*Problem statement*
Format the items as a Markdown table with the columns "Row" and "Item line", covering every line from the one holding "Each instance receives one keypoint. Tag the wooden" through the end of the items, inclusive, with blank lines omitted.

*Entries provided*
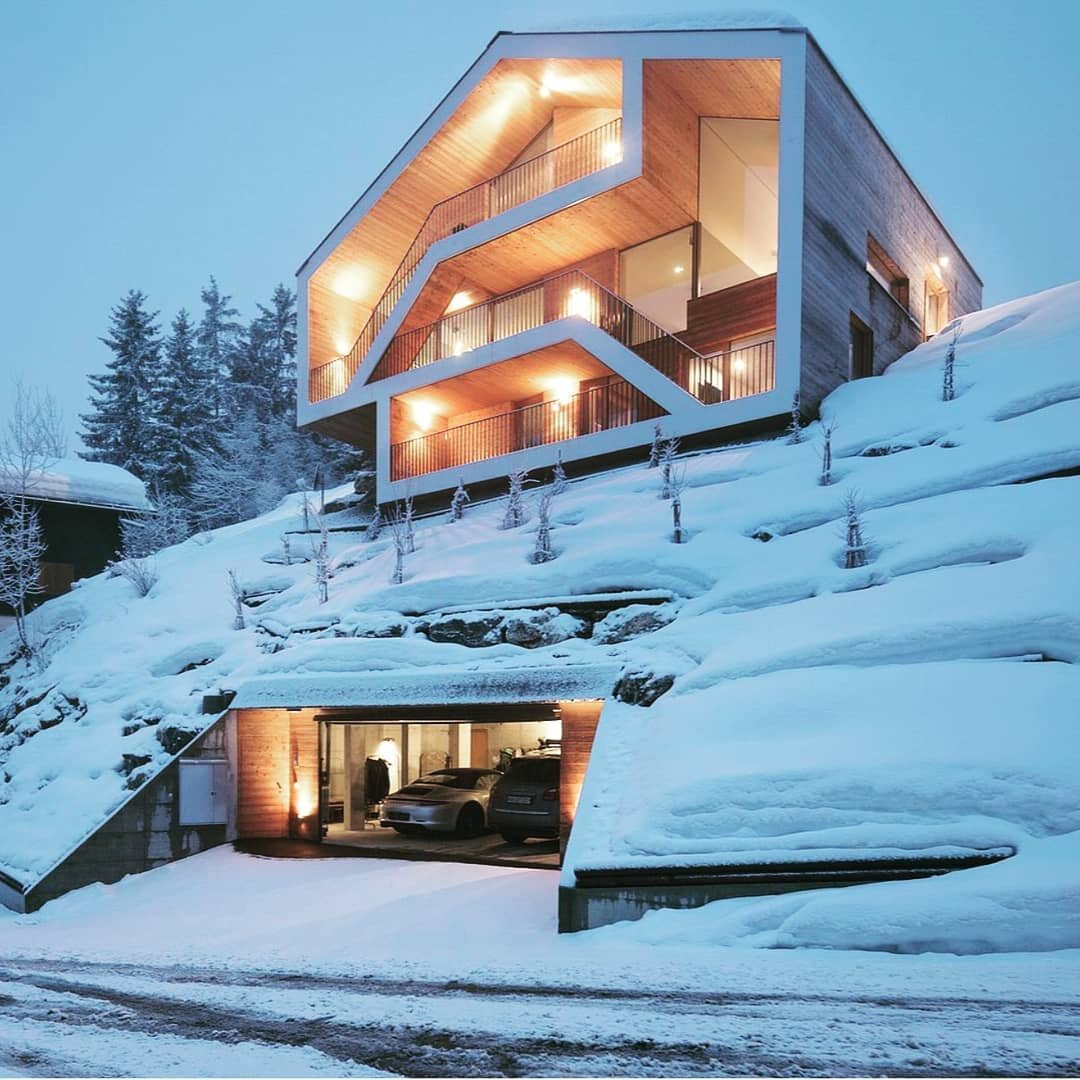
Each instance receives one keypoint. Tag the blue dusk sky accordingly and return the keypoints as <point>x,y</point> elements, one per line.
<point>150,145</point>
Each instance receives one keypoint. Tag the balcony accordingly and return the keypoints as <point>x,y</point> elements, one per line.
<point>617,404</point>
<point>564,164</point>
<point>738,373</point>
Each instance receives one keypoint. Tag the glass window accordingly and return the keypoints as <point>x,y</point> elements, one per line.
<point>737,200</point>
<point>657,278</point>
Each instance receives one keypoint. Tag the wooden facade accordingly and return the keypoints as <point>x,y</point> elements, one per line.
<point>858,198</point>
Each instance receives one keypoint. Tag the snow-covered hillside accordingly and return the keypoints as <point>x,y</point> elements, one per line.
<point>925,703</point>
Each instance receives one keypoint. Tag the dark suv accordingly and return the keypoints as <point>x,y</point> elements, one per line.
<point>525,802</point>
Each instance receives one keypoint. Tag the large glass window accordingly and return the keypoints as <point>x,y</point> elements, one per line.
<point>738,203</point>
<point>657,278</point>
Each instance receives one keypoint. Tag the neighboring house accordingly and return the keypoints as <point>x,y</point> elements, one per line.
<point>80,505</point>
<point>596,232</point>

*Correct result*
| Row | Item line |
|---|---|
| 1 | Each instance receives one keypoint. Tag the wooden facade accordingly and return the keypoints as <point>x,y</point> elements, one per line. |
| 2 | <point>858,198</point> |
| 3 | Each instance receives one keypoint. Tag the snow-covered hillside accordingly and return the keypoints as <point>x,y</point> elements, one per line. |
| 4 | <point>925,703</point> |
| 5 | Each instance receives one keypoint. Tag the dark suv accordingly and return the keypoints as <point>x,y</point> elements, one per line. |
| 6 | <point>525,802</point> |
| 7 | Each instance receives one keypoint. Tag the large glass window accordingly and return the keypoints as <point>x,y</point> elements, one per line. |
| 8 | <point>738,203</point> |
| 9 | <point>657,278</point> |
| 10 | Each instance receives one keypoint. Tag the neighboring house accordingly and return the keypoints as <point>x,y</point> elements, one per line. |
| 11 | <point>80,505</point> |
| 12 | <point>596,232</point> |